> _本文抜粋_
# # # #
説明

排ガス浄化触媒

【課題】ディーゼル排ガスの酸化浄化用触媒において、触媒コート層の厚さを最適化して利用効率を高めた排ガス浄化触媒を提供する。
【解決手段】触媒単位体積当たりの触媒貴金属量の増加に対して、排ガス浄化率の増加が急激に頭打ちになるときの触媒貴金属量を適正貴金属量Aとし、
触媒担体の単位重量当たりの触媒貴金属の重量である触媒担持密度の増加に対して、加熱による触媒貴金属の粒径が急激に増加するときの触媒担持密度を適正担持密度Bとし、
触媒単位体積当たりの触媒コート量Xと、触媒コート厚Yとの単調増加の関係式を用いて、上記適正貴金属量A/上記適正担持密度Bの比A/Bである触媒コート量X1から求めた触媒コート厚Y1を最小厚さとし、
触媒コート厚の増加に対して、排ガス浄化性能が急激に低下するときの触媒コート厚を最大厚さとし、
触媒コート層の厚さが上記最小厚さから上記最大厚さまでの範囲内である排ガス浄化触媒。
# # # #
> _提供記録_

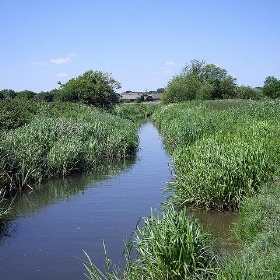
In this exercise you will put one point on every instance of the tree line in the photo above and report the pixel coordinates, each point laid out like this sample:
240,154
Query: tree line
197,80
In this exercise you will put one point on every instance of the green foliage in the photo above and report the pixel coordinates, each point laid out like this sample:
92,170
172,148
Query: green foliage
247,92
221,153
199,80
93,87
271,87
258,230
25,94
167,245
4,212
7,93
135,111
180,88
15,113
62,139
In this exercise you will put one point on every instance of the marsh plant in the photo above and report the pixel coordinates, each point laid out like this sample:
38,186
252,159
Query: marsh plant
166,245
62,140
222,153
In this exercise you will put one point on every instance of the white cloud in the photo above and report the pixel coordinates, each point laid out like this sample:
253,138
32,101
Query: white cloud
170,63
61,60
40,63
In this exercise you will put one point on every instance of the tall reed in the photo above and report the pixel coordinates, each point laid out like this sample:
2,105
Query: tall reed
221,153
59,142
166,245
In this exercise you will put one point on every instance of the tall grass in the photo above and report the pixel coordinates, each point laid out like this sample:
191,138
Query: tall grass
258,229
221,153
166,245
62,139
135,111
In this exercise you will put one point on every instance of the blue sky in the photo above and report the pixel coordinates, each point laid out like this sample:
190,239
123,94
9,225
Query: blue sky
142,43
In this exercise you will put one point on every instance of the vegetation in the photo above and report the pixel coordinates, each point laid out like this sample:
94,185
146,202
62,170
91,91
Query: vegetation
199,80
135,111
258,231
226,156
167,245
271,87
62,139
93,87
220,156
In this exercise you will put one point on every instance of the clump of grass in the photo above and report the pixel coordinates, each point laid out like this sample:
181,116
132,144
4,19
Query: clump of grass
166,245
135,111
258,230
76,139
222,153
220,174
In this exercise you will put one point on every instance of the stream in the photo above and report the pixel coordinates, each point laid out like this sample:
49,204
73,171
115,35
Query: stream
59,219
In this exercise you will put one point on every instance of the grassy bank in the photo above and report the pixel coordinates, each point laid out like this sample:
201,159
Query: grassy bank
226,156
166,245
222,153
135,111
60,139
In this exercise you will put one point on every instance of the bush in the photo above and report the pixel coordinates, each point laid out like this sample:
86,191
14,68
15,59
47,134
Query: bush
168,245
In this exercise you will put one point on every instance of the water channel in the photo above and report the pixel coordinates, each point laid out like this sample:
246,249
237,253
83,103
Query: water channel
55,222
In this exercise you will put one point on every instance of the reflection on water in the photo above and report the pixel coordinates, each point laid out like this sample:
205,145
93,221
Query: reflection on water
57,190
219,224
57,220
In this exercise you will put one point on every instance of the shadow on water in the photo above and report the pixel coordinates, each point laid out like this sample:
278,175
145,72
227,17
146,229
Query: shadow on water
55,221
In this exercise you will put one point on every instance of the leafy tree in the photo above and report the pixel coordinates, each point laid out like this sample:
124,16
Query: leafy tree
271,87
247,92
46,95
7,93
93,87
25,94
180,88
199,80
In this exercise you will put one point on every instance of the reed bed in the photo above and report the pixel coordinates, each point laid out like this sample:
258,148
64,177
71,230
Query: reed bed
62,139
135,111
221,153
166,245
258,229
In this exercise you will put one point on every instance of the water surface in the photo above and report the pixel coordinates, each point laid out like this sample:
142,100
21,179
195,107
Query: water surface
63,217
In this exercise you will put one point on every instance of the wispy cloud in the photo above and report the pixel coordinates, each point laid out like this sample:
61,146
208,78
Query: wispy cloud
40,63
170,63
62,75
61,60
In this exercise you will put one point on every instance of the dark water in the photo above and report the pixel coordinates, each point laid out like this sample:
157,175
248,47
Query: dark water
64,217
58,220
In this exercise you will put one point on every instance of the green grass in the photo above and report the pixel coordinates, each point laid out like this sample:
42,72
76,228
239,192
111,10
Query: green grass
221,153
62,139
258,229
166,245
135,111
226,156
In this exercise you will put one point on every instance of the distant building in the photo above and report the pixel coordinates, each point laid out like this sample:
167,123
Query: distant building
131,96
# # # #
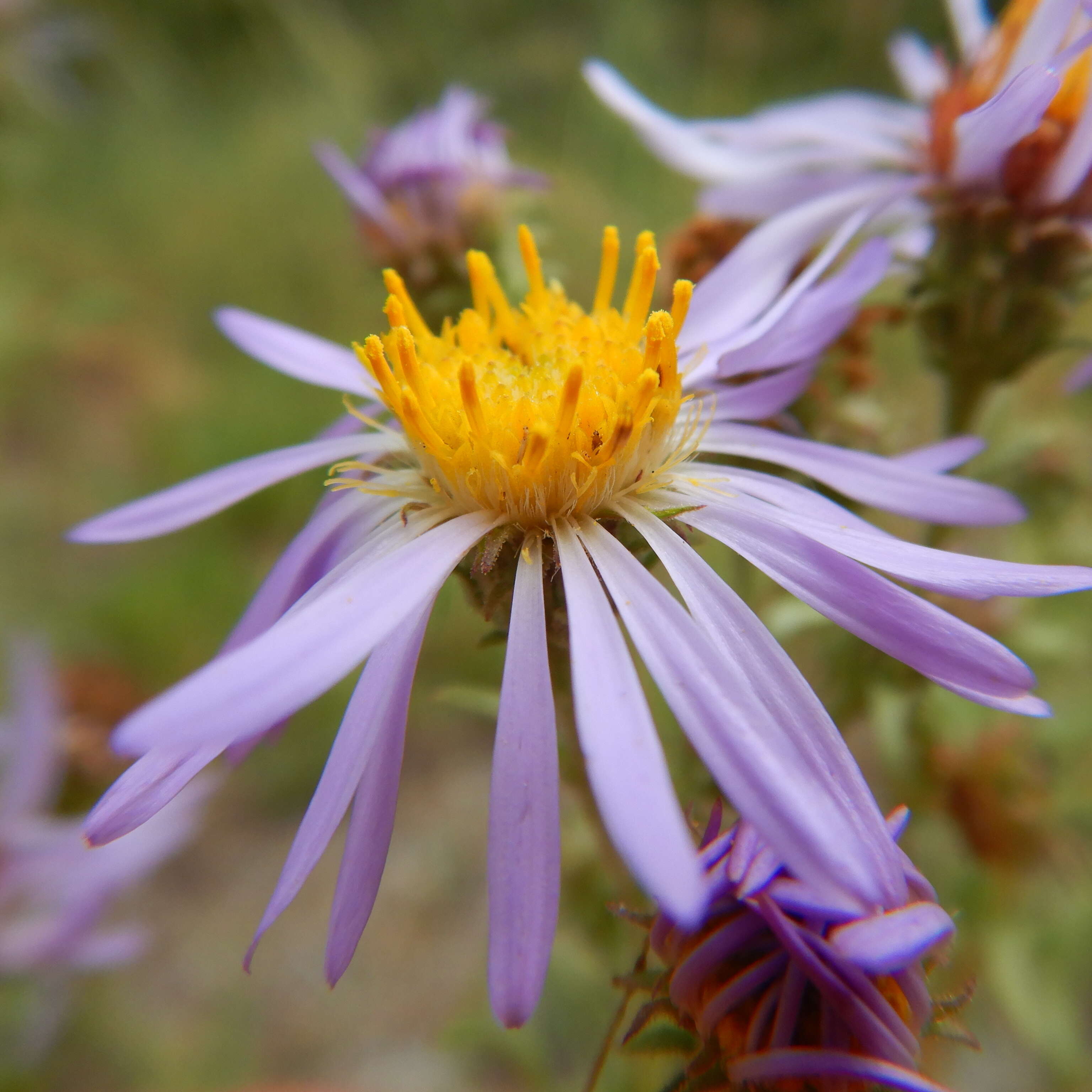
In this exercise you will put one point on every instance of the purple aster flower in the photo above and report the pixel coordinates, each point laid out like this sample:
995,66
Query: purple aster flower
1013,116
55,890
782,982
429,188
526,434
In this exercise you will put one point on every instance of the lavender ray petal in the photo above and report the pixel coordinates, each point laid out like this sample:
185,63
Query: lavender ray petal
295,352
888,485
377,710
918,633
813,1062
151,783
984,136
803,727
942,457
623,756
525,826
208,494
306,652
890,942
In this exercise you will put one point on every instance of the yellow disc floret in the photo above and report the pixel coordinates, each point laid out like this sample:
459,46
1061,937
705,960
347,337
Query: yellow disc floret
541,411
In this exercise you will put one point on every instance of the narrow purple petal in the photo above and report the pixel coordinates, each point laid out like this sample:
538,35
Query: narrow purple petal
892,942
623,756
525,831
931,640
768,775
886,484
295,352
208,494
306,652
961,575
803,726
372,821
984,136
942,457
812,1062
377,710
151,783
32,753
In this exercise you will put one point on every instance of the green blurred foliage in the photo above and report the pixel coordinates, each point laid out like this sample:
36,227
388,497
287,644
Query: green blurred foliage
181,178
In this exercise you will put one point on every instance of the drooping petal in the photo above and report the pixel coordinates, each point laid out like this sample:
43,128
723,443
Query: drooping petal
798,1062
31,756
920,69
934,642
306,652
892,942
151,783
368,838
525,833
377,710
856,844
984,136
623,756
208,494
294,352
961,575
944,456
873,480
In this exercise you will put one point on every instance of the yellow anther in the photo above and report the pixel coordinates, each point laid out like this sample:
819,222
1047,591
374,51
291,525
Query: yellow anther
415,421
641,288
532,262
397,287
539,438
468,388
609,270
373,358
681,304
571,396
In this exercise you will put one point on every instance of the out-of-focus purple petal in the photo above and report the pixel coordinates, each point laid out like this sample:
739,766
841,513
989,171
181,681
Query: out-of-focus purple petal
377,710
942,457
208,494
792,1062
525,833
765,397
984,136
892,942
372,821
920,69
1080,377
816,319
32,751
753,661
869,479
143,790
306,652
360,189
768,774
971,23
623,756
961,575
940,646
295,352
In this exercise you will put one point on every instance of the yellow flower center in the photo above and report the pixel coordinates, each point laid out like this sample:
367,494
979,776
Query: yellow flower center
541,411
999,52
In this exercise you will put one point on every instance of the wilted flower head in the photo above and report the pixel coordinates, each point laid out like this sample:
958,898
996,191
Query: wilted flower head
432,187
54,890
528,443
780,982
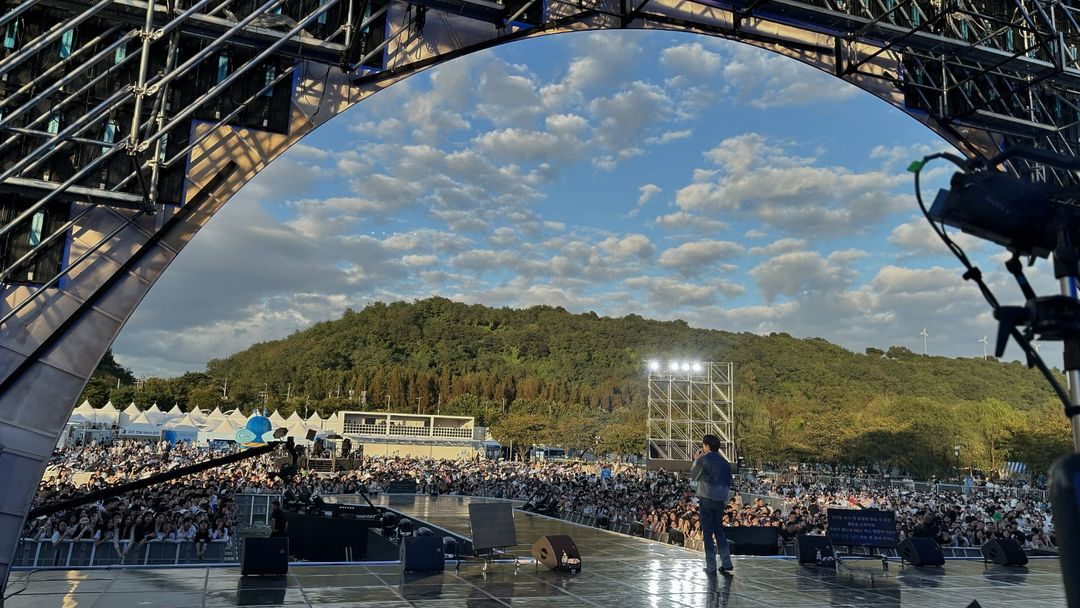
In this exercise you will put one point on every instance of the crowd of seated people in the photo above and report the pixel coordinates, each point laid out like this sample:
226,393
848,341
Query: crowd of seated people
# # # #
> _練習問題_
1) 排ガス浄化触媒についての本文では、触媒コート層の最大厚さをどのような触媒コート厚と定めていますか？
2) 記録のうち、「the yellow flower」を含む行から「Query: crowd of seated people」を含む行までを、両端の行も含めてそのまま書き写してください。画像は省いてください。

> _解答_
1) 触媒コート厚の増加に対して、排ガス浄化性能が急激に低下するときの触媒コート厚です。

2)
In this exercise you will put one point on every instance of the yellow flower center in the photo above and report the pixel coordinates, each point laid out like this sample:
367,494
979,776
Query: yellow flower center
541,411
999,52
In this exercise you will put one point on every instance of the wilted flower head in the photo above and report the pixel coordinates, each point laid out like this sample:
958,898
996,191
Query: wilted flower head
432,187
54,890
528,443
780,982
In this exercise you will put one point on every instance of the crowd of seated people in the photo above and report the pixel coordinates, each point laid out like this sample:
226,393
848,341
Query: crowd of seated people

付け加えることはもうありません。